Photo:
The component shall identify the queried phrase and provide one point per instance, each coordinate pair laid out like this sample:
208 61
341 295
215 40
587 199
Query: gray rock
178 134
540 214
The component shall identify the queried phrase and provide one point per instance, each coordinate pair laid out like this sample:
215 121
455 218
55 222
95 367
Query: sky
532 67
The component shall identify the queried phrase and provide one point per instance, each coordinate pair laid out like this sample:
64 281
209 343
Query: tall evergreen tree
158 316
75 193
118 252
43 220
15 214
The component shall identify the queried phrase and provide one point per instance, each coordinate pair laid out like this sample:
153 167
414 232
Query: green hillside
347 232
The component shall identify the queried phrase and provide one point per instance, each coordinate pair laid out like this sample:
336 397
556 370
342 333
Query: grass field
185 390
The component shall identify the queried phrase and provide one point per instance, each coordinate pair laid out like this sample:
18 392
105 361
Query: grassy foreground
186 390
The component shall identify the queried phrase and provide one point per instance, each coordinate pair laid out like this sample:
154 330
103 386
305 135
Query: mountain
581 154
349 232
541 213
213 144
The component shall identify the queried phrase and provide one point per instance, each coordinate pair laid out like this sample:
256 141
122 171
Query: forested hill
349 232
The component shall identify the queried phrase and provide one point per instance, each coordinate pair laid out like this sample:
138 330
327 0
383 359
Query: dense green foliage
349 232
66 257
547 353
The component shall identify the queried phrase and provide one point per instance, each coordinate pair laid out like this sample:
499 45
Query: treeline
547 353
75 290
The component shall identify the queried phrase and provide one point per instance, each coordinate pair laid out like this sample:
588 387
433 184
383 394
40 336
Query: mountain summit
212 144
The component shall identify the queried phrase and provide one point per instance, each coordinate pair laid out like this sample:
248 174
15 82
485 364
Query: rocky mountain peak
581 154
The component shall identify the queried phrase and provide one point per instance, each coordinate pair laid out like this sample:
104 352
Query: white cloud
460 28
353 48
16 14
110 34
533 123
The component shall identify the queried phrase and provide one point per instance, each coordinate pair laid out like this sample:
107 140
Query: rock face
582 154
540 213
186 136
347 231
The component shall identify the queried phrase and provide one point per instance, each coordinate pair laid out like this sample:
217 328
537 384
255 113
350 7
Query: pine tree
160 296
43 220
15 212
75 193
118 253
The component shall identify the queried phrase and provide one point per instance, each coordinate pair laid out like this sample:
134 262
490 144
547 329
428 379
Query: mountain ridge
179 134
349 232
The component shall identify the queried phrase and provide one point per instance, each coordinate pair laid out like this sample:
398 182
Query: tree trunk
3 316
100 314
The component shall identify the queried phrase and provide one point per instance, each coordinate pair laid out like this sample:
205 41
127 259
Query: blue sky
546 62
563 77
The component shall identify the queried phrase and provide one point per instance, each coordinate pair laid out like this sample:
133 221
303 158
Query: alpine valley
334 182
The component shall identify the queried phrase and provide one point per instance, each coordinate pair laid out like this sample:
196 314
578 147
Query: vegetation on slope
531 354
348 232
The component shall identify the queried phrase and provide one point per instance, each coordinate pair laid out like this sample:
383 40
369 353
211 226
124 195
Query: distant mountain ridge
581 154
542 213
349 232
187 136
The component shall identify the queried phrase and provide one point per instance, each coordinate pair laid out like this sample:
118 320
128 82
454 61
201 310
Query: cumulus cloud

###

Stated task:
Copy out the data shown above without altering anything.

Task answer:
Photo:
The component shall identify the queried phrase and provide one point per instance, each coordinate pair laid out like this sample:
208 61
341 295
215 40
587 199
Query: gray rock
178 134
540 214
The component shall identify the queried phrase and provide one point per instance, each coordinate pair laid out like this sample:
215 121
455 218
55 222
95 367
Query: sky
532 67
The component shall identify the queried phrase and provide one point per instance, each coordinate pair laid out like this sample:
64 281
209 343
Query: tall evergreen tree
158 316
75 193
118 252
43 220
15 214
The component shall identify the queried phrase and provide one point per instance, each coordinate pair laid out like this sample:
153 167
414 232
Query: green hillside
347 232
The component shall identify the queried phrase and provide one point per instance, each coordinate pair laid out like this sample:
336 397
556 370
342 333
Query: grass field
185 390
The component shall identify the queried phrase and provide one point per instance, each coordinate pair laid out like this sample:
18 392
105 361
Query: grassy foreground
186 390
The component shall identify the queried phrase and provide one point per instance, each coordinate pair laid out like this sample:
154 330
103 386
305 135
Query: mountain
581 154
349 232
541 213
213 144
The component shall identify the queried phrase and provide one point per instance, each coordinate pair laid out like this sample:
256 141
122 171
Query: forested hill
349 232
The component shall identify the queried phrase and provide one point per instance, each coordinate pair laid out like this sample:
138 330
327 0
383 359
Query: dense green foliage
349 232
66 257
547 353
The component shall identify the queried phrase and provide one point per instance, each coordinate pair laid out like this sample:
499 45
Query: treeline
547 353
75 290
The component shall identify the queried phrase and provide one point per instance, each coordinate pair laid out like this sample:
588 387
433 184
383 394
40 336
Query: mountain summit
212 144
The component shall identify the queried phrase and provide one point per instance, each coordinate pair laid out like this sample:
248 174
15 82
485 364
Query: rocky mountain peak
581 154
The component shall identify the queried phrase and provide one point per instance, each coordinate pair laid out like this sample:
104 352
Query: white cloud
460 28
353 48
16 14
110 34
533 123
The component shall identify the queried phrase and provide one point per instance, each coordinate pair laid out like this sample:
107 140
Query: rock face
582 154
540 213
186 136
347 231
The component shall identify the queried phrase and provide one point per instance, each coordinate pair laid out like this sample:
217 328
537 384
255 113
350 7
Query: pine tree
160 296
43 220
15 212
75 193
118 253
The component shall identify the queried phrase and provide one point per instance, each coordinate pair laid out like this sample:
134 262
490 144
547 329
428 379
Query: mountain ridge
179 134
349 232
The component shall identify the queried phrase and provide one point per instance, each coordinate pair laid out like this sample:
398 182
Query: tree trunk
3 316
100 314
The component shall identify the queried phrase and provide one point per instance, each coordinate pair laid out like this sample:
205 41
127 259
Query: blue sky
546 62
563 77
The component shall identify the queried phrase and provide one point per instance, each coordinate pair laid out like this sample:
133 221
303 158
Query: alpine valley
334 182
The component shall identify the queried phrase and provide one point per instance, each coordinate pair laid out like this sample:
196 314
578 147
Query: vegetation on slope
531 354
348 232
The component shall identify the queried phrase and provide one point per instance, each coordinate pair laid out like this sample:
383 40
369 353
211 226
124 195
Query: distant mountain ridge
581 154
542 213
349 232
187 136
The component shall identify the queried phrase and provide one point per instance, each coordinate pair laid out like this sample:
118 320
128 82
454 61
201 310
Query: cumulus cloud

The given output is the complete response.